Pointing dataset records

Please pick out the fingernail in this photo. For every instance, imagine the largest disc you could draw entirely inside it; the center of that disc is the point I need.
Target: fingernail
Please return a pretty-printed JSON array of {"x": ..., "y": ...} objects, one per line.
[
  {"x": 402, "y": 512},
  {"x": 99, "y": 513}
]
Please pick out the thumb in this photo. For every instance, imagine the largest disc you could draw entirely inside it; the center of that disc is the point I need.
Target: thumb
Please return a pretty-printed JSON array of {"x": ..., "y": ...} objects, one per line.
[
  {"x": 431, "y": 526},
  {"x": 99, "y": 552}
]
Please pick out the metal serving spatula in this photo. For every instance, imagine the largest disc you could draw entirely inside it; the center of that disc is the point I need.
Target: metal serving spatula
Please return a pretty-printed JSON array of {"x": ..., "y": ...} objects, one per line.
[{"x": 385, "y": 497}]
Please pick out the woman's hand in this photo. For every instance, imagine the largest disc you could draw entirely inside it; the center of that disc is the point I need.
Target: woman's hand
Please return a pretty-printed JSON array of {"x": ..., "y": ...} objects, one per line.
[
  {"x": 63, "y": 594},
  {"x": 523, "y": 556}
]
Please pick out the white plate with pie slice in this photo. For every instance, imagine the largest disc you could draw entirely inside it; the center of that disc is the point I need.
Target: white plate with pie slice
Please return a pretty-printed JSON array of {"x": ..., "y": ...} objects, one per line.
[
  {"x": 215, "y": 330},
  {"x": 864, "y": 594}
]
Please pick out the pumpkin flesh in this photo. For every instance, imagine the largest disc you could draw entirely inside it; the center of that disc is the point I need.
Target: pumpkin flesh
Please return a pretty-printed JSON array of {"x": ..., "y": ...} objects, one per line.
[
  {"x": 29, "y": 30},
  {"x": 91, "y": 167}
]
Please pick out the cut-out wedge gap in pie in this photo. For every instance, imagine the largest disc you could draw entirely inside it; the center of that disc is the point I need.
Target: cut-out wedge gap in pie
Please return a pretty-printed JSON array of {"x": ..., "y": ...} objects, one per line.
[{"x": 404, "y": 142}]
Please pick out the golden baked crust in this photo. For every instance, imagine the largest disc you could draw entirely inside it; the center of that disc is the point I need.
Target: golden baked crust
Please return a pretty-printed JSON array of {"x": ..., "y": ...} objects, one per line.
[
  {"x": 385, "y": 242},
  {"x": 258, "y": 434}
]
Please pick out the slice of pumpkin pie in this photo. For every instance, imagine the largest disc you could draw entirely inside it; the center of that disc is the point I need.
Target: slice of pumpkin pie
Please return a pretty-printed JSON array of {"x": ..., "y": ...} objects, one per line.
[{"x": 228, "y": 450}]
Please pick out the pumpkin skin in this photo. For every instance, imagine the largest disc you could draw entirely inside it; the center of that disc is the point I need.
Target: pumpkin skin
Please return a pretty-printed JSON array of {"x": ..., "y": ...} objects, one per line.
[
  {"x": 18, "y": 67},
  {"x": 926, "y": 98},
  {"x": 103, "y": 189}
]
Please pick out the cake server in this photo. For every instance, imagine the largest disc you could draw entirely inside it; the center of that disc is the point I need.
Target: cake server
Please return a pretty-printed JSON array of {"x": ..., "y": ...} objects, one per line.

● **EXERCISE DIRECTIONS**:
Copy out the part of the material that opens with the line containing "Please pick out the cut-out" and runs through the end of the material, word for word and including that first line.

● **OUTPUT FOR THIS EXERCISE**:
Please pick out the cut-out wedge gap in pie in this photo. For every instance, imagine the largest disc you could draw entirely inside it; the center of that disc is the point I need.
Target: cut-out wedge gap in pie
Please return a pretty-printed JSON array of {"x": ..., "y": ...} objects, one per line.
[{"x": 404, "y": 142}]
Please pick out the golden baked crust in this photo. For every instance, imagine the largest disc you could draw entirely inside it; the center of that disc is the point I need.
Target: golden baked crust
Please return a pretty-printed JSON array of {"x": ..., "y": ...} objects, one per line.
[
  {"x": 385, "y": 242},
  {"x": 258, "y": 434}
]
Please pick out the slice of pumpkin pie in this photo. For every instance, imagine the largest disc you could draw entirely inside it; the center of that disc is the point I need.
Target: slice of pumpkin pie
Please return a pretty-printed JSON array of {"x": ..., "y": ...} objects, one per line.
[{"x": 228, "y": 450}]
Please pick out the pumpkin skin in this photo. For every instance, imagine the largest disc you could draw entirely inside it; the center of that disc is the point I need.
Target: pumpkin skin
Please return a pretty-printed JSON array of {"x": ..., "y": ...} objects, one per line.
[
  {"x": 18, "y": 67},
  {"x": 926, "y": 98},
  {"x": 103, "y": 189}
]
Please pick out the cake server in this photo. For every instance, imagine the largest disc you could draw entirely inside it; the center of that disc is the point I need.
Target: cake server
Please return a pretty-printed JSON array of {"x": ..., "y": ...} objects, one per line.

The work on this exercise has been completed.